◆ What you are asked to do:
Copy exactly the stretch of lines from the one holding "Mark the purple flower with a point." through the last line of the data below, inclusive. Leave out pictures.

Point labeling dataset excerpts
↓

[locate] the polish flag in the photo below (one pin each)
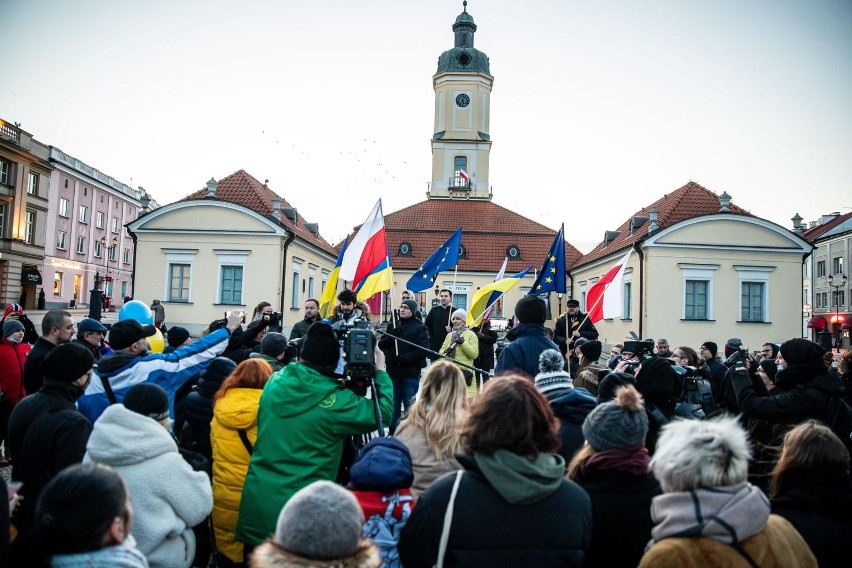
(606, 296)
(367, 250)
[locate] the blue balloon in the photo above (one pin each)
(137, 310)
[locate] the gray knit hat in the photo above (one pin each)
(321, 521)
(619, 423)
(552, 375)
(11, 327)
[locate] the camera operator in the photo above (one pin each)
(304, 416)
(404, 361)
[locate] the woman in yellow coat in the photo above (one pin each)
(233, 432)
(463, 345)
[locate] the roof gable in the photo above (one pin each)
(688, 202)
(243, 189)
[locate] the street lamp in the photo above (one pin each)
(836, 288)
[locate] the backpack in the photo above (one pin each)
(697, 400)
(384, 530)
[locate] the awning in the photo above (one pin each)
(30, 276)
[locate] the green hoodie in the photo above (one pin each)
(302, 420)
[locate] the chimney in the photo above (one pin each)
(212, 186)
(653, 226)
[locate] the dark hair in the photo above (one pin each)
(347, 296)
(77, 507)
(259, 308)
(53, 318)
(534, 429)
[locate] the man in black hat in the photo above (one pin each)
(131, 363)
(47, 434)
(303, 418)
(578, 325)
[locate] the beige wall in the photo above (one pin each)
(207, 235)
(728, 250)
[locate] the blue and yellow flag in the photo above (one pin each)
(552, 275)
(447, 256)
(489, 294)
(329, 293)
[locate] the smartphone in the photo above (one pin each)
(12, 488)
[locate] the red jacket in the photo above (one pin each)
(12, 359)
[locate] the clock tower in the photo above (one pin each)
(461, 142)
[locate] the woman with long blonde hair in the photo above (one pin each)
(812, 489)
(233, 433)
(432, 429)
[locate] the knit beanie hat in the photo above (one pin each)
(800, 351)
(320, 345)
(67, 362)
(11, 327)
(619, 423)
(12, 308)
(148, 400)
(273, 344)
(552, 376)
(591, 350)
(321, 521)
(531, 309)
(384, 465)
(177, 336)
(611, 383)
(412, 305)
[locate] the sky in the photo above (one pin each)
(598, 108)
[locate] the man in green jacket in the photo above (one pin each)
(303, 418)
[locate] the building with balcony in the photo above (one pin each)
(25, 172)
(86, 236)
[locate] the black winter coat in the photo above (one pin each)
(819, 506)
(410, 359)
(621, 516)
(33, 379)
(46, 435)
(552, 532)
(436, 322)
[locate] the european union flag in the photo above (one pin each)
(552, 275)
(447, 256)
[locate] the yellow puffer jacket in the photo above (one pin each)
(235, 411)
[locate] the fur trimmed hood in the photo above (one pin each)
(271, 555)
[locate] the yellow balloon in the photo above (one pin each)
(156, 342)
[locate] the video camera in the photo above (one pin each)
(359, 344)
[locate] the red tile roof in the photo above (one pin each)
(688, 202)
(487, 231)
(243, 189)
(813, 234)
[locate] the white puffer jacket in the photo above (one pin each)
(167, 496)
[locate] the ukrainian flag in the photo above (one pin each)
(488, 295)
(329, 293)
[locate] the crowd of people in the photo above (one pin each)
(244, 447)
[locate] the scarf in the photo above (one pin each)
(726, 514)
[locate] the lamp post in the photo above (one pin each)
(836, 288)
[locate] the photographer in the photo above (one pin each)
(404, 361)
(304, 416)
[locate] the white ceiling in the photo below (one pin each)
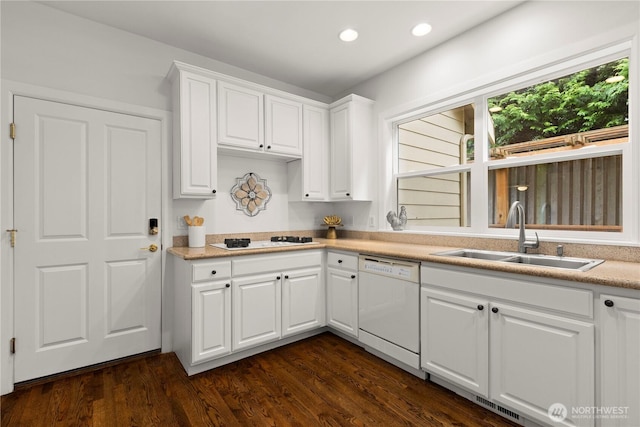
(295, 41)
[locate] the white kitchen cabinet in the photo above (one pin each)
(303, 300)
(194, 133)
(342, 292)
(539, 359)
(202, 310)
(620, 359)
(283, 126)
(309, 177)
(353, 149)
(240, 117)
(459, 351)
(211, 312)
(258, 296)
(521, 343)
(256, 310)
(251, 121)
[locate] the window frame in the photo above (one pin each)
(479, 169)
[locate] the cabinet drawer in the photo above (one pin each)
(563, 299)
(204, 271)
(342, 260)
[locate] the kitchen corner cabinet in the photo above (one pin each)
(620, 358)
(352, 149)
(303, 300)
(272, 290)
(256, 310)
(194, 134)
(202, 310)
(342, 292)
(309, 177)
(524, 345)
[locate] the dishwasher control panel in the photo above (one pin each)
(404, 270)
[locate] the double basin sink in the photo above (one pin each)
(575, 264)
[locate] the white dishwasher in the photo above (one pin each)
(389, 307)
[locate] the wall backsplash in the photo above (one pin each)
(610, 252)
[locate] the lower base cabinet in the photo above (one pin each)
(342, 292)
(256, 310)
(211, 306)
(225, 306)
(505, 350)
(303, 301)
(620, 360)
(455, 338)
(540, 360)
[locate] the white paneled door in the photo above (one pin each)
(87, 285)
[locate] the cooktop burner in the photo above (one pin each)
(291, 239)
(275, 241)
(237, 243)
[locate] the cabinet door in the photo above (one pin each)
(283, 126)
(302, 301)
(240, 117)
(620, 363)
(538, 360)
(340, 164)
(342, 300)
(211, 317)
(315, 148)
(256, 310)
(455, 338)
(195, 149)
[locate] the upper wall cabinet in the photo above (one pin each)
(283, 125)
(194, 133)
(252, 121)
(309, 177)
(240, 117)
(352, 149)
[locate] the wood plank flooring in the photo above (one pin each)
(321, 381)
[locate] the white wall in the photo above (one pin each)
(533, 34)
(222, 217)
(45, 47)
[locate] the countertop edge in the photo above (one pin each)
(618, 274)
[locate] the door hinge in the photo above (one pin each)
(13, 237)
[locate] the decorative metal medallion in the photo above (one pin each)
(251, 194)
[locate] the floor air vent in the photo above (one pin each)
(497, 408)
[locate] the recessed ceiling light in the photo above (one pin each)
(348, 35)
(421, 29)
(615, 79)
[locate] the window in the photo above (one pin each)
(558, 145)
(427, 147)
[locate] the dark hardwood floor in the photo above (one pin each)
(321, 381)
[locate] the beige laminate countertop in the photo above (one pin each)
(610, 273)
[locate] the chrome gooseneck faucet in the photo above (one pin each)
(523, 243)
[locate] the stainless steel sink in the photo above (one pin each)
(567, 263)
(580, 264)
(478, 254)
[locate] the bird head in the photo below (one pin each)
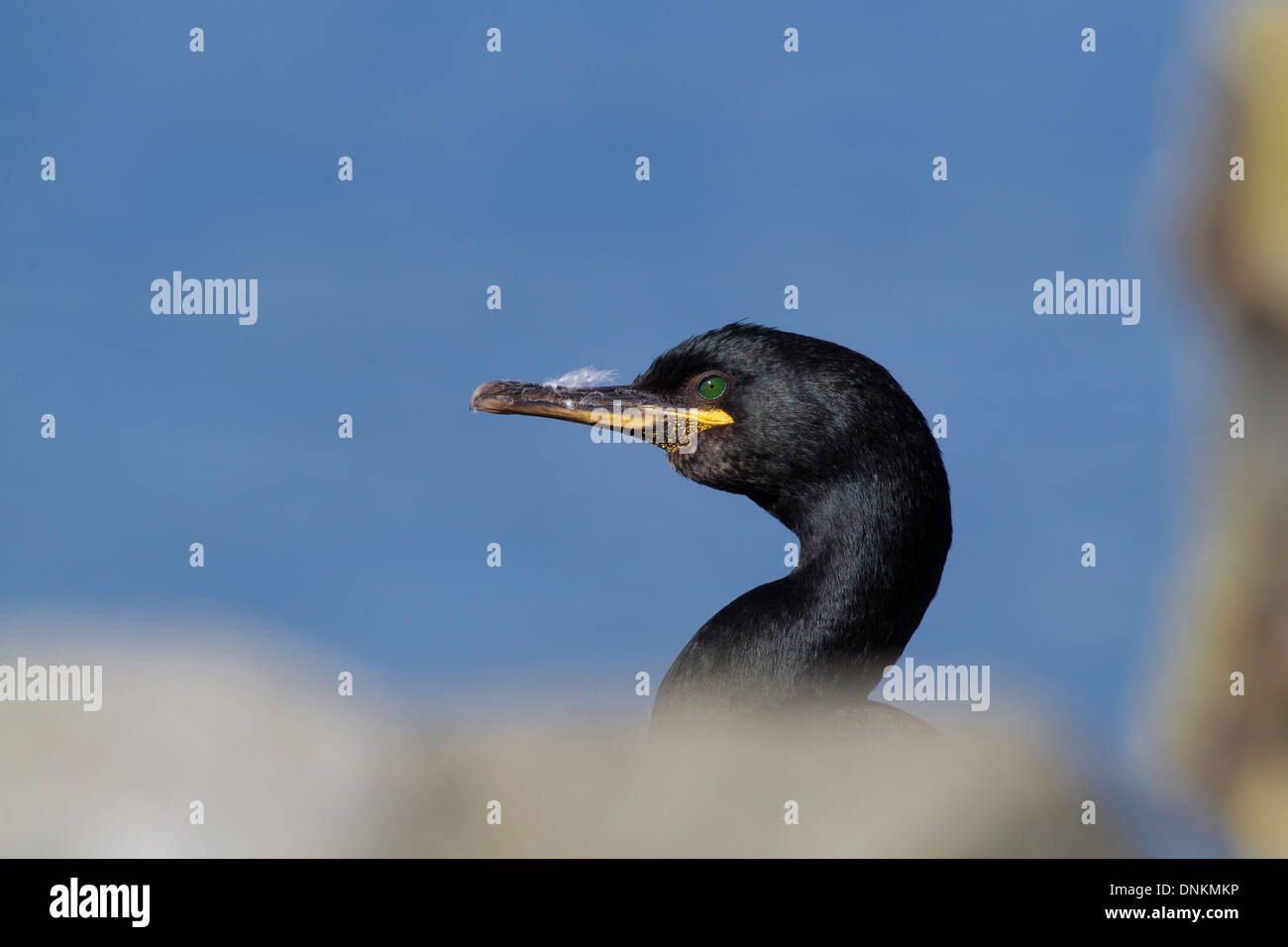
(773, 415)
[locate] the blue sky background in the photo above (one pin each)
(518, 169)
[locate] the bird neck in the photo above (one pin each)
(871, 554)
(861, 582)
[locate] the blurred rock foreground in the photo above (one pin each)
(286, 767)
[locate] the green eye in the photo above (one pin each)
(711, 386)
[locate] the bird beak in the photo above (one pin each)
(616, 407)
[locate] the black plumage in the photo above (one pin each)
(827, 442)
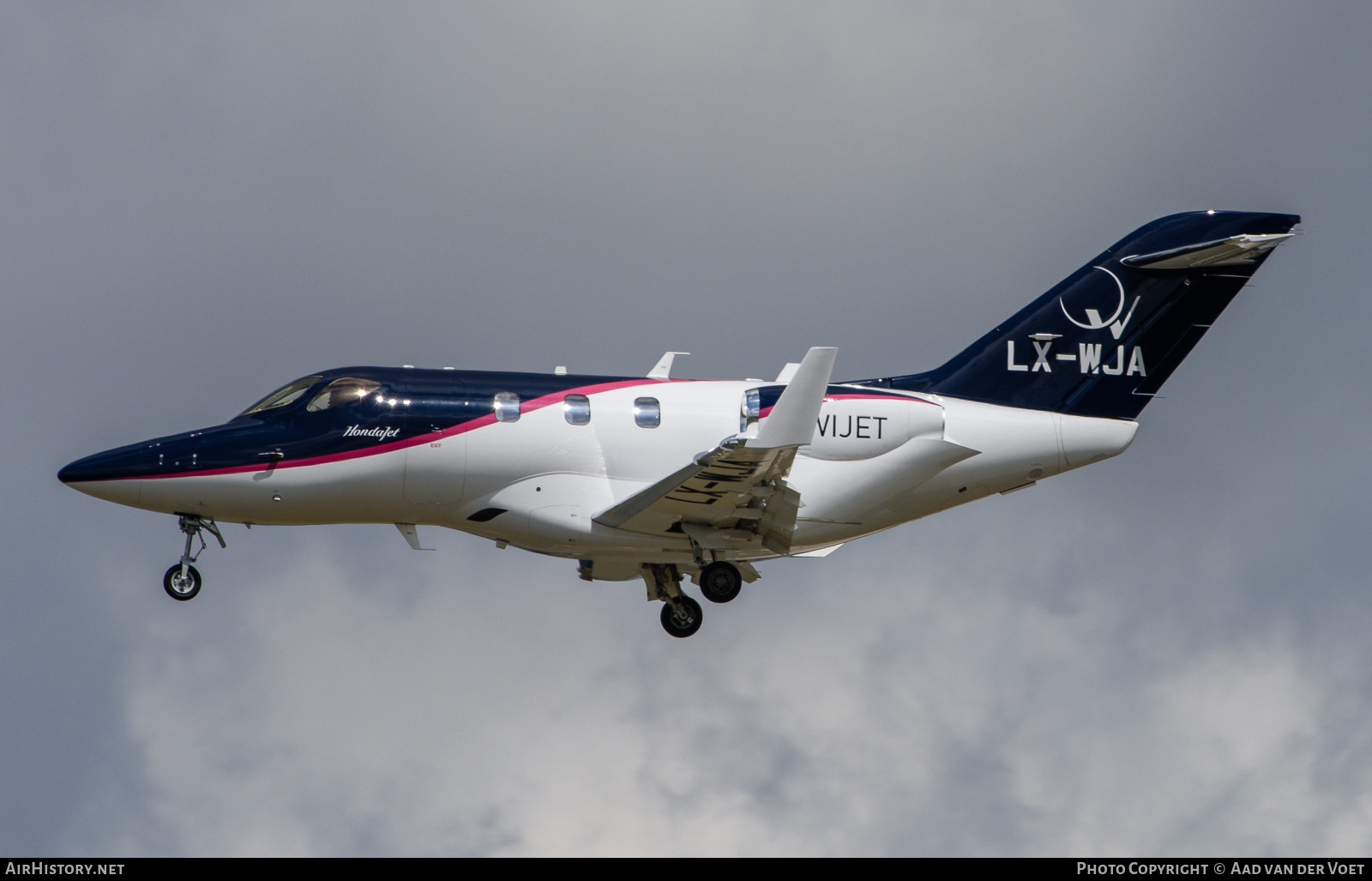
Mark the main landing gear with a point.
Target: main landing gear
(681, 613)
(720, 582)
(183, 581)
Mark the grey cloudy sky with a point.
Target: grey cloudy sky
(1164, 654)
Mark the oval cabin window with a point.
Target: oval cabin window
(507, 407)
(576, 409)
(648, 413)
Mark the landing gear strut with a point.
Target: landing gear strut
(681, 613)
(183, 581)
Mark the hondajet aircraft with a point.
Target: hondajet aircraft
(663, 480)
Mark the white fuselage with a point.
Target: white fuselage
(877, 459)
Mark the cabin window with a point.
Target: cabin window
(287, 394)
(576, 409)
(751, 409)
(340, 391)
(507, 407)
(648, 413)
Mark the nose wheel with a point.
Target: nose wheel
(183, 581)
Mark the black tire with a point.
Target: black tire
(178, 589)
(678, 626)
(720, 582)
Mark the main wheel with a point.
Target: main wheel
(683, 619)
(182, 586)
(720, 582)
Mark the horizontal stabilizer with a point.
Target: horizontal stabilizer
(792, 421)
(663, 370)
(1232, 251)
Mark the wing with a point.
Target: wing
(736, 496)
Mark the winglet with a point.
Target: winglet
(412, 535)
(665, 366)
(792, 420)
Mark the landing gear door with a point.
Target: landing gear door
(436, 467)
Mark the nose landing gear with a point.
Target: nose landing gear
(183, 581)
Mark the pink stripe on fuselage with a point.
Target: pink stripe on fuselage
(526, 407)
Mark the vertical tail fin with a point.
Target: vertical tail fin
(1104, 339)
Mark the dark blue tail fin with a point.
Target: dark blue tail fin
(1104, 339)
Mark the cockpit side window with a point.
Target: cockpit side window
(340, 391)
(287, 394)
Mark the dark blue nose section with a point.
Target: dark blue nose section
(120, 462)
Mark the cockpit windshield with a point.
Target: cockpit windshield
(283, 395)
(342, 391)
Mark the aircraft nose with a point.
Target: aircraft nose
(120, 462)
(111, 475)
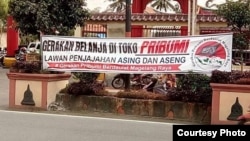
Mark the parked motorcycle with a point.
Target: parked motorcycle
(136, 82)
(21, 54)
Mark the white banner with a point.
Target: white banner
(138, 55)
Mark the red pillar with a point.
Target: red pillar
(184, 7)
(12, 37)
(138, 7)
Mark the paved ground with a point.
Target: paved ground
(4, 100)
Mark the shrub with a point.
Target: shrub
(87, 84)
(192, 87)
(140, 94)
(233, 77)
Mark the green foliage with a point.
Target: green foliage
(86, 77)
(233, 77)
(192, 87)
(48, 16)
(141, 95)
(237, 14)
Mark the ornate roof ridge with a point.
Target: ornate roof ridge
(154, 17)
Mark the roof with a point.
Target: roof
(154, 17)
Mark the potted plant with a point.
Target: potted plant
(231, 94)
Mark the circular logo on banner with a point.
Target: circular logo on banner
(209, 55)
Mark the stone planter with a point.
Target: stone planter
(228, 102)
(175, 110)
(27, 90)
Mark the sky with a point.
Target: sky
(92, 4)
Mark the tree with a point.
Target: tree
(48, 16)
(118, 5)
(3, 15)
(237, 15)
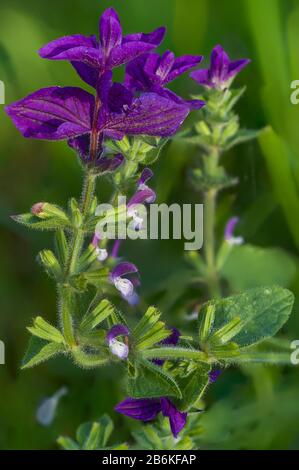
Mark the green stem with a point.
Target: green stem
(210, 199)
(65, 291)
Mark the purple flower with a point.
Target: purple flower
(229, 232)
(123, 284)
(117, 347)
(151, 72)
(71, 113)
(115, 248)
(221, 72)
(147, 409)
(91, 58)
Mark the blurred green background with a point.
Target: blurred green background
(267, 200)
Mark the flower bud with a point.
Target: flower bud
(37, 209)
(44, 210)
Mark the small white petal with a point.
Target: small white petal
(137, 220)
(119, 349)
(142, 187)
(102, 254)
(124, 286)
(237, 241)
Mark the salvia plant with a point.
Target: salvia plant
(117, 132)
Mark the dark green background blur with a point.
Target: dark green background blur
(267, 198)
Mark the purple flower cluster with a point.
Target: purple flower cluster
(146, 409)
(140, 106)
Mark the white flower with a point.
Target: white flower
(119, 349)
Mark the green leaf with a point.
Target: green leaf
(67, 443)
(152, 382)
(193, 386)
(40, 351)
(264, 266)
(149, 330)
(260, 357)
(227, 332)
(61, 246)
(150, 318)
(262, 311)
(169, 352)
(93, 278)
(51, 264)
(44, 330)
(31, 221)
(96, 316)
(90, 360)
(242, 136)
(206, 322)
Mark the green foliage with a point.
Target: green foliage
(152, 382)
(92, 436)
(248, 318)
(40, 351)
(264, 266)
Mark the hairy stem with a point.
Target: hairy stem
(66, 292)
(210, 200)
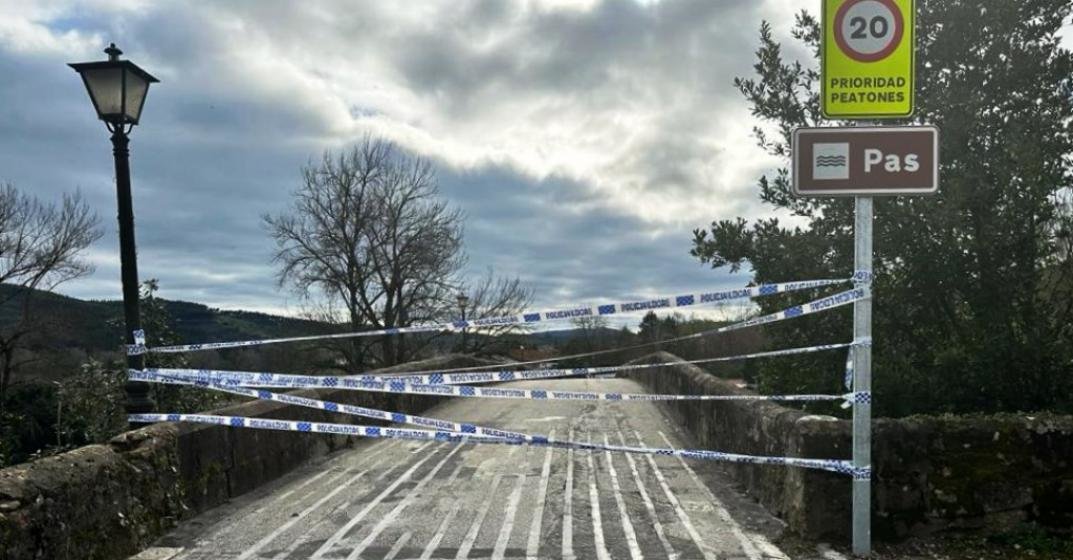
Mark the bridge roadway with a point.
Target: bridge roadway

↑

◆ Answer to this problem:
Mark the purple flower with a point.
Target: purple flower
(229, 232)
(123, 284)
(117, 347)
(151, 72)
(71, 113)
(115, 248)
(221, 72)
(147, 409)
(91, 58)
Mark the blurred green background with a point.
Target: blurred green background
(267, 200)
Mark the flower bud with a point.
Target: flower bud
(37, 209)
(44, 210)
Mark the small white petal with a point.
Target: small white petal
(137, 220)
(119, 349)
(142, 187)
(102, 254)
(124, 286)
(237, 241)
Mark the salvia plant with a point.
Target: salvia plant
(117, 132)
Mark the dark green background blur with a point.
Target: dark green background blur
(267, 198)
Mark the purple flower cluster with a point.
Target: purple flower cluster
(146, 409)
(140, 106)
Mark the white flower with a point.
Target: white flower
(119, 349)
Mark the green leaf with a point.
Target: green leaf
(67, 443)
(152, 382)
(193, 386)
(40, 351)
(264, 266)
(149, 330)
(260, 357)
(227, 332)
(61, 246)
(150, 318)
(262, 311)
(169, 352)
(93, 278)
(51, 264)
(44, 330)
(31, 221)
(96, 316)
(90, 360)
(242, 136)
(206, 322)
Mark the green foliage with a point.
Target: green foliage
(152, 382)
(92, 436)
(248, 318)
(40, 351)
(264, 266)
Mark the hairy stem with a point.
Target: hairy stem
(66, 292)
(210, 200)
Mark the bridge roadway with a point.
Target: bridge roadway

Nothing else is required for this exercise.